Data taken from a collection
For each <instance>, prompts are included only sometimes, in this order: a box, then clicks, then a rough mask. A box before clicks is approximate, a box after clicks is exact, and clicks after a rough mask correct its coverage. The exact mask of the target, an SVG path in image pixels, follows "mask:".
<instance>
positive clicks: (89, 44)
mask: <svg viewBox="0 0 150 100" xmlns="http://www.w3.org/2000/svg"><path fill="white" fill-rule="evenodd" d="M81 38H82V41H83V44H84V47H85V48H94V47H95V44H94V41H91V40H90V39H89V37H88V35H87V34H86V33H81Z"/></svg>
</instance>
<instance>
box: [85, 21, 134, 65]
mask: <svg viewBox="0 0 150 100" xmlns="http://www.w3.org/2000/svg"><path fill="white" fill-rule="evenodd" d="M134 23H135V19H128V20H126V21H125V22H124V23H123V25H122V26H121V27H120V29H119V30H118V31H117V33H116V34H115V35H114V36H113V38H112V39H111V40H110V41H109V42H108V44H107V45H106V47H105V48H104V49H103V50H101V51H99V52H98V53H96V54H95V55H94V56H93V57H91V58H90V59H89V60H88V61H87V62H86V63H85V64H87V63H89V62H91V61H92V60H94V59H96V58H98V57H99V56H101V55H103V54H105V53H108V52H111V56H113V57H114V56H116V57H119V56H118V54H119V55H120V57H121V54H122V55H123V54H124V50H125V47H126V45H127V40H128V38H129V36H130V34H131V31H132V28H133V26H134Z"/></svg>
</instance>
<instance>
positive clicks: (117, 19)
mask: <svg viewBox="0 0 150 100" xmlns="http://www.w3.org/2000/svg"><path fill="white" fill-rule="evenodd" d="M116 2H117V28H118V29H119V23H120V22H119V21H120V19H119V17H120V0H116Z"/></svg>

# Exercise directions
Rewrite the lines above, switching "positive clicks" to "foreground clicks" and leaving everything else unchanged.

# Result of the task
For each <instance>, prompts are included only sometimes, in this order: a box, then clicks, then a rough mask. A box before clicks is approximate, a box after clicks is exact, and clicks after a rough mask correct its coverage. The exact mask of the target, an SVG path in image pixels, follows "mask:".
<instance>
foreground clicks: (89, 44)
mask: <svg viewBox="0 0 150 100" xmlns="http://www.w3.org/2000/svg"><path fill="white" fill-rule="evenodd" d="M81 38H82V41H83V44H84V47H85V48H94V47H95V44H94V41H91V40H90V39H89V37H88V35H87V34H86V33H81Z"/></svg>
</instance>
<instance>
box: [85, 21, 134, 65]
mask: <svg viewBox="0 0 150 100" xmlns="http://www.w3.org/2000/svg"><path fill="white" fill-rule="evenodd" d="M134 23H135V19H128V20H126V21H125V22H124V23H123V25H122V26H121V27H120V29H119V30H118V31H117V33H116V34H115V35H114V36H113V38H112V39H111V40H110V41H109V42H108V44H107V45H106V47H105V48H104V49H103V50H101V51H99V52H98V53H96V54H95V55H94V56H93V57H91V58H90V59H89V60H88V61H87V62H86V63H85V64H87V63H89V62H91V61H92V60H94V59H96V58H98V57H99V56H101V55H103V54H105V53H108V52H111V56H113V57H114V56H116V57H119V56H118V54H119V55H120V57H121V54H122V55H123V54H124V50H125V47H126V45H127V40H128V38H129V36H130V34H131V31H132V28H133V26H134Z"/></svg>
</instance>
<instance>
foreground clicks: (117, 19)
mask: <svg viewBox="0 0 150 100" xmlns="http://www.w3.org/2000/svg"><path fill="white" fill-rule="evenodd" d="M116 2H117V28H118V29H119V23H120V22H119V21H120V19H119V17H120V0H116Z"/></svg>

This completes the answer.